[Object location annotation data]
————————
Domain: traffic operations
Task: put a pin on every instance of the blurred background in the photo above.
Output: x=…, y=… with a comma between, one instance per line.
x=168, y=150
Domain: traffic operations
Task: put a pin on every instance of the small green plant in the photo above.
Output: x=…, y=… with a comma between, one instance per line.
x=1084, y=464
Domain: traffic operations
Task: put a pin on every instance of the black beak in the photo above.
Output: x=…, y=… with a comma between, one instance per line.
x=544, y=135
————————
Problem to work on | Collect every line of the entries above that contains the word "Task", treating uppercase and lowercase letters as distinct.

Response |
Task: put a pin on every instance of the blurred background in the photo above.
Task: put a pin on every instance of the small green plant in the photo above.
Task: put a pin on every instance of the black beak in the photo above.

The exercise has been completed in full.